§ Do this
Locate every line in the items below that contains the string "sign", and copy each such line. Case counts, so only matches with the same capitalization qualify.
------------
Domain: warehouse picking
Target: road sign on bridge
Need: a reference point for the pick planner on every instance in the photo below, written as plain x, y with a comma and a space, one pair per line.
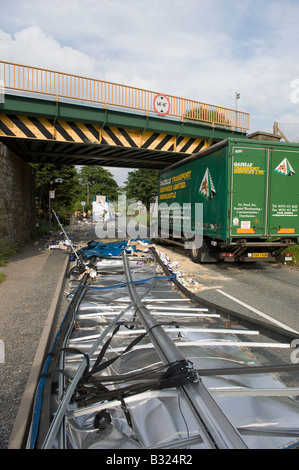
54, 117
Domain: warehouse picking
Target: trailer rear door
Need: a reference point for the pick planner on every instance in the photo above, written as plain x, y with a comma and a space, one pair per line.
249, 192
284, 193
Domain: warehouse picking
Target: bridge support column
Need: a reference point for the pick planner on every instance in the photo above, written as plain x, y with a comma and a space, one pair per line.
17, 198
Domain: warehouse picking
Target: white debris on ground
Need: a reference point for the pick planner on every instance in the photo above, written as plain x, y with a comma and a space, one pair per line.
182, 276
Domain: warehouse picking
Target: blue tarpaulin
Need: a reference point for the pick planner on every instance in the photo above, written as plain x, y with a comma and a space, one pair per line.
105, 250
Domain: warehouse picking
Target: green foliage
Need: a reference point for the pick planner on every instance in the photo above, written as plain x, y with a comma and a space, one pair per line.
142, 185
71, 186
6, 252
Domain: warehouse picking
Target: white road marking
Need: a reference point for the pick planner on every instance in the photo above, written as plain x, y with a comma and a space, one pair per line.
258, 312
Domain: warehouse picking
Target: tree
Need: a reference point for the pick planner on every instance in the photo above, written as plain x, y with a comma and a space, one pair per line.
96, 180
142, 185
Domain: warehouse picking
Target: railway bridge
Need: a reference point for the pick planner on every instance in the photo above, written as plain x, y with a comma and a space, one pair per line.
54, 117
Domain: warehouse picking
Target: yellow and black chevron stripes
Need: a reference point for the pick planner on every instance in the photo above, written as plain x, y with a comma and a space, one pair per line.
44, 129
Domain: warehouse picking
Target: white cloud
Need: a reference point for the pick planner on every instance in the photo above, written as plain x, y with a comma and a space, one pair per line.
197, 49
32, 46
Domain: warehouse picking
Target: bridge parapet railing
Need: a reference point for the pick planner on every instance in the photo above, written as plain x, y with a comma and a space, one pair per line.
63, 85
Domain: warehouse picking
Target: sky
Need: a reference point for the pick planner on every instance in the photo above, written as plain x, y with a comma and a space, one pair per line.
205, 50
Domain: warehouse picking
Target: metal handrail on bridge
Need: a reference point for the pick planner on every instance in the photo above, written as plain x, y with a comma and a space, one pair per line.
64, 85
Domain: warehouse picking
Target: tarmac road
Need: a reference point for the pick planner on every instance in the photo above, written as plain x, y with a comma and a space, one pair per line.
268, 291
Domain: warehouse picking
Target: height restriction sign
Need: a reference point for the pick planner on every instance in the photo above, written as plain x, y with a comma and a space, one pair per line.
161, 104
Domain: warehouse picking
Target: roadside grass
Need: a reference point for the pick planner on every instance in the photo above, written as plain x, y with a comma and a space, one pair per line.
44, 228
6, 252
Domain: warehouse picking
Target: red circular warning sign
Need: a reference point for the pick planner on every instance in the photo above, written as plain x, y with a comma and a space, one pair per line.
161, 104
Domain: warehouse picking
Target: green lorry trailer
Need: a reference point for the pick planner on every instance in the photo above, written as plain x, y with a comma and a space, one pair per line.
248, 192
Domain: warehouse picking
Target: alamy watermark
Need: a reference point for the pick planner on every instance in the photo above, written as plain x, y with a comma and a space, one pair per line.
166, 220
295, 93
2, 92
2, 352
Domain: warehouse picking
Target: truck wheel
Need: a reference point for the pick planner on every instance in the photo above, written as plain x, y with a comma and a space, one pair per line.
195, 254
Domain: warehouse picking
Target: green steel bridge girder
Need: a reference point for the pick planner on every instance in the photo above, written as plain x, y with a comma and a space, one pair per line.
82, 112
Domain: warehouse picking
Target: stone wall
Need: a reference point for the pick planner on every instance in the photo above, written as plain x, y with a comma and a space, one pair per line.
17, 198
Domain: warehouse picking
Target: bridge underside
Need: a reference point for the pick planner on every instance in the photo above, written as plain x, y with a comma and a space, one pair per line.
48, 131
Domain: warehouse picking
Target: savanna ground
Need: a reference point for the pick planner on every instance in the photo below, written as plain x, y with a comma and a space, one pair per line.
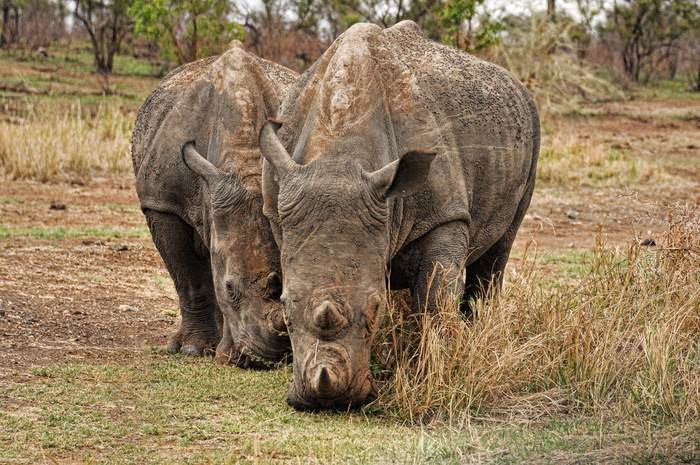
------------
§ Answer to this task
Target: road sign on bridge
Target: height restriction sign
Target: red circular warning sign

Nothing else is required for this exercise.